*** Begin section ***
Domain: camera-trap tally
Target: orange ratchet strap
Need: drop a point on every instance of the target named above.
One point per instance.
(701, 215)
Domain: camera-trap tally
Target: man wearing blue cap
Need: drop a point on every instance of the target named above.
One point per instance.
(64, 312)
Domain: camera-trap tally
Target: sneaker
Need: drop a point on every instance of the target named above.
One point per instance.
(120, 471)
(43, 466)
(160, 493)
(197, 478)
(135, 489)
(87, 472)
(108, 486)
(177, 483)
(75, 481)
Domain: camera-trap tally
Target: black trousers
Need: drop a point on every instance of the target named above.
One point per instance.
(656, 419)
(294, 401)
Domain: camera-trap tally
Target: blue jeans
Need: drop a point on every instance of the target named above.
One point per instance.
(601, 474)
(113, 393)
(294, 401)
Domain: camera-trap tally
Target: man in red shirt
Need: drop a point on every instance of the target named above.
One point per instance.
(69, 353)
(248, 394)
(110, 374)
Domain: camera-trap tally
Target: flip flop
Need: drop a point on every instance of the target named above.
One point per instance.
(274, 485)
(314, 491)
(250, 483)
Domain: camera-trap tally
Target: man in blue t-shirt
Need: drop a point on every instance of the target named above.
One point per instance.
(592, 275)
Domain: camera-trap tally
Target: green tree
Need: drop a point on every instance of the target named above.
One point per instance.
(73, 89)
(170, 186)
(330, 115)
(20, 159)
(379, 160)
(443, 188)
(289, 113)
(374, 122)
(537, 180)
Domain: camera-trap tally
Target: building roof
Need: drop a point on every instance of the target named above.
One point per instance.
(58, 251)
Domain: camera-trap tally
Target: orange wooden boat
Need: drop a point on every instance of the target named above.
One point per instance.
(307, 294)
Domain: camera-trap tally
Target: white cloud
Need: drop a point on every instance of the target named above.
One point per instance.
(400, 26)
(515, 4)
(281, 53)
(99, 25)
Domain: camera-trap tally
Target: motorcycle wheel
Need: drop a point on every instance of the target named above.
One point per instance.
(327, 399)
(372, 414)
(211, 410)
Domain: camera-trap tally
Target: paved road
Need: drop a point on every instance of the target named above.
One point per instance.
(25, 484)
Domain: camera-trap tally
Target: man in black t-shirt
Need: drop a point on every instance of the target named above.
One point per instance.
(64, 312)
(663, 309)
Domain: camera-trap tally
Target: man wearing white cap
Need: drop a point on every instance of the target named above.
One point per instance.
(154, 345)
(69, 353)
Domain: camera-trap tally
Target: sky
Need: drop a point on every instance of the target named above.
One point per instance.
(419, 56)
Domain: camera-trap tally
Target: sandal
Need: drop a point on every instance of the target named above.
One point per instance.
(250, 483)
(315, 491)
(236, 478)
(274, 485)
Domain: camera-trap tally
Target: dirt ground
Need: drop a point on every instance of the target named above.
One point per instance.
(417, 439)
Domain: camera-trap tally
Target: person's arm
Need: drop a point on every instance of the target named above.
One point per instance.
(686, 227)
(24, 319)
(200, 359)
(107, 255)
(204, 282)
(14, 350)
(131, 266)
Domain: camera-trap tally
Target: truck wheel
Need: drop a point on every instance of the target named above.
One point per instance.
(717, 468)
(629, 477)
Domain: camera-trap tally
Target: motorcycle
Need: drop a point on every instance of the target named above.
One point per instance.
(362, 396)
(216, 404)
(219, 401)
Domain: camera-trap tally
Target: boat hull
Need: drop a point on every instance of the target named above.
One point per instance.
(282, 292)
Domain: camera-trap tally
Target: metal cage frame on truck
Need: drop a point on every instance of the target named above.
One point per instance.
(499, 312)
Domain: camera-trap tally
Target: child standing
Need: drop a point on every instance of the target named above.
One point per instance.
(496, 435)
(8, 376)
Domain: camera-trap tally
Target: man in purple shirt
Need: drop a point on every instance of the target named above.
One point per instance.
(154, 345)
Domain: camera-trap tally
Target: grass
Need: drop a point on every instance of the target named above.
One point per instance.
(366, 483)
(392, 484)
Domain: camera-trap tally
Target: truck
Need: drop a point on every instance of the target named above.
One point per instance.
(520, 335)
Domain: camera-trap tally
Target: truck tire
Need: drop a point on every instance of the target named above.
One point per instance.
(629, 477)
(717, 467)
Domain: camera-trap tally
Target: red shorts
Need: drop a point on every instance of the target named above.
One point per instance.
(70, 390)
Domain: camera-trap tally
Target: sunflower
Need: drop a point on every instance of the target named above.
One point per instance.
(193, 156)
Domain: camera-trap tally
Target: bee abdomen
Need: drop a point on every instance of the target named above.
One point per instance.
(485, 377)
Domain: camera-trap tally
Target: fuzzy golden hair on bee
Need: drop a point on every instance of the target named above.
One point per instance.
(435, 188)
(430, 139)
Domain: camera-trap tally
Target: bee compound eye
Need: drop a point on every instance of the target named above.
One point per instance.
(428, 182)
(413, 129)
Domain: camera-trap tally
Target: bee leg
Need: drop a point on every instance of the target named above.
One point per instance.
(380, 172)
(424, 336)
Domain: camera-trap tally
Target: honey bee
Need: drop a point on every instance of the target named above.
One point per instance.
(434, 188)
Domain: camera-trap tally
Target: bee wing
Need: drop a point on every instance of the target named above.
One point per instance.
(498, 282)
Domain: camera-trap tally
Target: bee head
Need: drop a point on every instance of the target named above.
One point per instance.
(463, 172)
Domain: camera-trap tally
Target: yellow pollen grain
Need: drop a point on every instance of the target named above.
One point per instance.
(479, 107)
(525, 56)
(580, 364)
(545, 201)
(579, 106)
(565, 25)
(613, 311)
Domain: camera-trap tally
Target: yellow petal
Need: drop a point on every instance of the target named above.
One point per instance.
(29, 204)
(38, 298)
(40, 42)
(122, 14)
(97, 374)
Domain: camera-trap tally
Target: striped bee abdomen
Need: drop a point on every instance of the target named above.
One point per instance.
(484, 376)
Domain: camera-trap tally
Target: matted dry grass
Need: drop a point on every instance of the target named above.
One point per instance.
*** End section ***
Directions for this task. Show every line above in which the word "orange" appears.

Solution to this exercise.
Target: orange ratchet strap
Target: orange wooden boat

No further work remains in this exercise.